Exercise. Nothing but a number is wanted: the count of lines in the records below that include "each".

====== Records for the task ======

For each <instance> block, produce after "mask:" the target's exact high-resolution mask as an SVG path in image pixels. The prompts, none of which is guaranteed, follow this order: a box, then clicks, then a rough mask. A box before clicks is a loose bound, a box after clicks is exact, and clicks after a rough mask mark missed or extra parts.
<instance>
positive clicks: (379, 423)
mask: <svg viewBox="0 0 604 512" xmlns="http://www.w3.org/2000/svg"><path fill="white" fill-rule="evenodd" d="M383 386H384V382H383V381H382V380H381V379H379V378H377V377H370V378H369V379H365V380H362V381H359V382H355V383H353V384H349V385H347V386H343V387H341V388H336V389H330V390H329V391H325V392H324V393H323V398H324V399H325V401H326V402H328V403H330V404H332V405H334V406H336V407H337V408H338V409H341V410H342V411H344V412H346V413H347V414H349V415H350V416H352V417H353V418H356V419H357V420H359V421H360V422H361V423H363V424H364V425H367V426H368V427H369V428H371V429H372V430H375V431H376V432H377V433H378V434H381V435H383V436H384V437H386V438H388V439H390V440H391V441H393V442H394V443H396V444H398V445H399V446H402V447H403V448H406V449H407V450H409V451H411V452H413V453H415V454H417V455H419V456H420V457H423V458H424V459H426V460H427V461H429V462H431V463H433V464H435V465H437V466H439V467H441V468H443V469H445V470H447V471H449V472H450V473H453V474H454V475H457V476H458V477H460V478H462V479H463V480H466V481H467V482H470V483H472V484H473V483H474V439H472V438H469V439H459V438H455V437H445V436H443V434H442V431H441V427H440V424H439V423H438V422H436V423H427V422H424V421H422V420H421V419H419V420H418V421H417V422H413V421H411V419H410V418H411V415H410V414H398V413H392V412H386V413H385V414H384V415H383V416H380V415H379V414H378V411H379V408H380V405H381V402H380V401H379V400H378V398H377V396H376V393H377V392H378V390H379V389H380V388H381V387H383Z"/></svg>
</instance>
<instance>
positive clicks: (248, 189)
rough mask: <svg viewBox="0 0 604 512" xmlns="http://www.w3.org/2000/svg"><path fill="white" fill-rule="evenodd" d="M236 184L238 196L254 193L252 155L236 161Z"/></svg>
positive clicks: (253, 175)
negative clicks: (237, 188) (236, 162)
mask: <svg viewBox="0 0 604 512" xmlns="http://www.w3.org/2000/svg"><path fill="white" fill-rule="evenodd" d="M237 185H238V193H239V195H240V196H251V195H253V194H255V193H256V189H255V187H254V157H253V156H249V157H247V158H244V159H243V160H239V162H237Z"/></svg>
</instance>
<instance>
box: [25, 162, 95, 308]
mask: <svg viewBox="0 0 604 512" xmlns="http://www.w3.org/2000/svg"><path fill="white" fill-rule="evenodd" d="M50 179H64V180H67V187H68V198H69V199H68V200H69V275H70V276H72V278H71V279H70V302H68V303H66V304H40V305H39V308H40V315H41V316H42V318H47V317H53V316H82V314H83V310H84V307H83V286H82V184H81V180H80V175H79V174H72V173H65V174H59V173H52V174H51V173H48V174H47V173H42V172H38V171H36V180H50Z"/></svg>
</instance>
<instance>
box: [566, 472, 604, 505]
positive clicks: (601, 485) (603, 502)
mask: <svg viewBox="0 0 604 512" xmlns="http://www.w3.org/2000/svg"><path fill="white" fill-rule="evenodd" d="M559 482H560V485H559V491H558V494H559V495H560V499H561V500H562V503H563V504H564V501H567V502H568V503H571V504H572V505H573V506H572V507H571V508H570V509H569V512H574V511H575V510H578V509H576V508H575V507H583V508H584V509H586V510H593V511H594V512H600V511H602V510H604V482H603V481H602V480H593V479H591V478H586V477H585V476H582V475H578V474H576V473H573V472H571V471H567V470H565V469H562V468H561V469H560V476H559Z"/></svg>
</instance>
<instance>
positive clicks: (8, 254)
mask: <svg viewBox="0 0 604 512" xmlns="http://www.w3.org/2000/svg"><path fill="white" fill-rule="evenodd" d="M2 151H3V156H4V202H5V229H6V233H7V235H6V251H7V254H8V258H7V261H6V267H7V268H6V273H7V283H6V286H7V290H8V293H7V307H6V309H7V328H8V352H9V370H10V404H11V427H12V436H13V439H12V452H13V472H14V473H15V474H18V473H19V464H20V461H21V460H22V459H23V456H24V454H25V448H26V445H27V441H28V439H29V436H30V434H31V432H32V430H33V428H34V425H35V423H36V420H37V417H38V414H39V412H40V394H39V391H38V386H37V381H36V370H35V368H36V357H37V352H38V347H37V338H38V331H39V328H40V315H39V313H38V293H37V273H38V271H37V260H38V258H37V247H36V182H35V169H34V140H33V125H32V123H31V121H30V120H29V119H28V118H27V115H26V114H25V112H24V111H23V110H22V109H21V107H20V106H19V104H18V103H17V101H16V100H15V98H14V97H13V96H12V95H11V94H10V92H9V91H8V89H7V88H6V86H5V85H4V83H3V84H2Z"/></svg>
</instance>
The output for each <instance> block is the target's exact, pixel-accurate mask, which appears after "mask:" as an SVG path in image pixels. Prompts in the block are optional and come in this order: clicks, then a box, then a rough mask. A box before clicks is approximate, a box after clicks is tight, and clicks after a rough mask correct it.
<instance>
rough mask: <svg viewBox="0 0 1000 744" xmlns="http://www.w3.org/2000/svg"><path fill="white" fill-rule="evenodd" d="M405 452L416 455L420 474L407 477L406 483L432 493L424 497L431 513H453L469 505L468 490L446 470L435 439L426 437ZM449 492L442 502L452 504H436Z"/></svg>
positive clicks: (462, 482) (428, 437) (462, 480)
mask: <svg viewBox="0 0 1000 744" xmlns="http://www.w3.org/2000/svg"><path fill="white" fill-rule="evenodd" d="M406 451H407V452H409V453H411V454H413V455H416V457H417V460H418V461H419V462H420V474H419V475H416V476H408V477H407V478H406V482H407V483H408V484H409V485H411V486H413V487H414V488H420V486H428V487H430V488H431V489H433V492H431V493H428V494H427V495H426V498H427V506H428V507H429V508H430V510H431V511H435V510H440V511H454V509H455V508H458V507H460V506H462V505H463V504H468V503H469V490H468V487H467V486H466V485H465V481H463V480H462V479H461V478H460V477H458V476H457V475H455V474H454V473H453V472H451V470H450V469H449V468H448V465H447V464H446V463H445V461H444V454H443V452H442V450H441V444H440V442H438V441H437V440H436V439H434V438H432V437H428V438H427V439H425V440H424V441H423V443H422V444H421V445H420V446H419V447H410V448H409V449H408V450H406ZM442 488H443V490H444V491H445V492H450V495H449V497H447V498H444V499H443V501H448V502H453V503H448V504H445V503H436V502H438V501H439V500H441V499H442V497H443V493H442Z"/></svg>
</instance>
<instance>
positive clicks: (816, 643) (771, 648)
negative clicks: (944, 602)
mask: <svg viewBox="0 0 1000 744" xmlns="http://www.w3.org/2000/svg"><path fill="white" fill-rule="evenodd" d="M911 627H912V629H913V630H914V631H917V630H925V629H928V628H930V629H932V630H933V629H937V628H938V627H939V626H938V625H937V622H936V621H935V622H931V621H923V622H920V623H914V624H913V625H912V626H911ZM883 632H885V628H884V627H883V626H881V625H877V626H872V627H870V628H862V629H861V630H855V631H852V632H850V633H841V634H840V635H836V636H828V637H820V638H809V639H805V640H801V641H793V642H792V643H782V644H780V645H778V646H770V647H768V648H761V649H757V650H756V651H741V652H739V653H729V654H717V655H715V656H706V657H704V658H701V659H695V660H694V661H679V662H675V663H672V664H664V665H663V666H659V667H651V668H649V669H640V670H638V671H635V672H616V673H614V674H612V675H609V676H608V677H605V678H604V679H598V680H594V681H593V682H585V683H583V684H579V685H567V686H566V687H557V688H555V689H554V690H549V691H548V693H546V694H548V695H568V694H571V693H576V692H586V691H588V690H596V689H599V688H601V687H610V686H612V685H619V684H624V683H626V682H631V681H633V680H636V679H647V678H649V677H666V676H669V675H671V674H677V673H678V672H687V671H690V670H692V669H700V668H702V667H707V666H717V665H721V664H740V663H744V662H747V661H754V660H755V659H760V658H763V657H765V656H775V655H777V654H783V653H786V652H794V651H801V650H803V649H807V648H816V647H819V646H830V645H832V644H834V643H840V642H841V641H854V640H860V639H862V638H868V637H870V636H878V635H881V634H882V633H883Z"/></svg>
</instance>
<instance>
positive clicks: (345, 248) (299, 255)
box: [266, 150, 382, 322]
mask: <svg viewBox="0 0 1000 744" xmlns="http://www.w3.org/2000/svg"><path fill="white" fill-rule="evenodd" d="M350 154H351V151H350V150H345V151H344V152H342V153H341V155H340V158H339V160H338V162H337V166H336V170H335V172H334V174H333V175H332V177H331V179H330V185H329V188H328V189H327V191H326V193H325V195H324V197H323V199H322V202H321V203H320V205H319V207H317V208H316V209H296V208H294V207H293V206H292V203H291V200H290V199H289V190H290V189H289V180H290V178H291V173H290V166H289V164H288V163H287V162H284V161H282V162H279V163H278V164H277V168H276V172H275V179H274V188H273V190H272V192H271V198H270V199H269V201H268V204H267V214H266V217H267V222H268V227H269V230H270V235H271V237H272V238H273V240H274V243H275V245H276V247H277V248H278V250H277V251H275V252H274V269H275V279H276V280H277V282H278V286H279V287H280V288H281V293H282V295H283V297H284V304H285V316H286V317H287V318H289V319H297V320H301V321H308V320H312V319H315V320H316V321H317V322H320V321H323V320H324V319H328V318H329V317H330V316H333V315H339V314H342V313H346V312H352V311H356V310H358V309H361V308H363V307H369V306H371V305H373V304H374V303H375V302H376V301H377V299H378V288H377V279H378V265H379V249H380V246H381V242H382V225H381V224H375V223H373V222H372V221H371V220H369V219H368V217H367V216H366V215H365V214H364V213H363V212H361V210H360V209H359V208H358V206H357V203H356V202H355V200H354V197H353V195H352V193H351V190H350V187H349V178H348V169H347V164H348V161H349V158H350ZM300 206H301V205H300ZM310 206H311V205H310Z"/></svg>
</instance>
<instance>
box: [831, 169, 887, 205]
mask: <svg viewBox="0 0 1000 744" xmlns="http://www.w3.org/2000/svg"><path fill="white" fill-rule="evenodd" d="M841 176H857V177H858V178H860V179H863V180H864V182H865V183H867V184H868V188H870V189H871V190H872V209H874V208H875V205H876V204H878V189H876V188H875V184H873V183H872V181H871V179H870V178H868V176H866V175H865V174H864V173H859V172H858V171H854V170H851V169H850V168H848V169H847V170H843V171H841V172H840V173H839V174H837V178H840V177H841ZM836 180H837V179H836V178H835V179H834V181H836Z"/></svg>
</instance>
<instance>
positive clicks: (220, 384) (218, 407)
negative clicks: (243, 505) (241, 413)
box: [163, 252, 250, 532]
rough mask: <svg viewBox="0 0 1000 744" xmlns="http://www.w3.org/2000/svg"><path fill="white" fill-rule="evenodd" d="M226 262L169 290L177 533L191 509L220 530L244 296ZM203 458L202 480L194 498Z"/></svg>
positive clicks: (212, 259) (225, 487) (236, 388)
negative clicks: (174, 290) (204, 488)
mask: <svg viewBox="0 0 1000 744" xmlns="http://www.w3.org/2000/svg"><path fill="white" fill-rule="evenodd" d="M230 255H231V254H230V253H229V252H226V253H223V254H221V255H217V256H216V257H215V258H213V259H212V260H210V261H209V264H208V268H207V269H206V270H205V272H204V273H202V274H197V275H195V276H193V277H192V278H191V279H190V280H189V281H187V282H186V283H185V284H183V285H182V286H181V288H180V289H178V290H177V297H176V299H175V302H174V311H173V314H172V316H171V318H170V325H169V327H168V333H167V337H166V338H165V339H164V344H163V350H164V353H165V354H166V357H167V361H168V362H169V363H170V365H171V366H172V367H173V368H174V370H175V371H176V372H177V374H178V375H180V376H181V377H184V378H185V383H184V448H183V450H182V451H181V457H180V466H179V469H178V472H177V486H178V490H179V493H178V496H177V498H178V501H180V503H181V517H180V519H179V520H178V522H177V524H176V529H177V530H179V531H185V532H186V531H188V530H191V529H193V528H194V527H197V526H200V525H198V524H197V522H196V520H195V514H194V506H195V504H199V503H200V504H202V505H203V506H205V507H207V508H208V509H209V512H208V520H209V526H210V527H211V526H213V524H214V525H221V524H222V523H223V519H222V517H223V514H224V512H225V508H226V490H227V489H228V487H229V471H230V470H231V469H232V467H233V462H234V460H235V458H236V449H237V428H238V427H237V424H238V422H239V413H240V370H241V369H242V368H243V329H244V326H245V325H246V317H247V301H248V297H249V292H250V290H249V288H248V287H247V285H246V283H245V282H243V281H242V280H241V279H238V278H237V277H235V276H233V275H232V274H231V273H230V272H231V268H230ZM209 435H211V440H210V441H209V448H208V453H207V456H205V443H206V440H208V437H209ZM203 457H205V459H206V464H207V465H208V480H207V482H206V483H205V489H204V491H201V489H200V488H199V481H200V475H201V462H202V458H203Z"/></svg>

======

Exercise solution. 2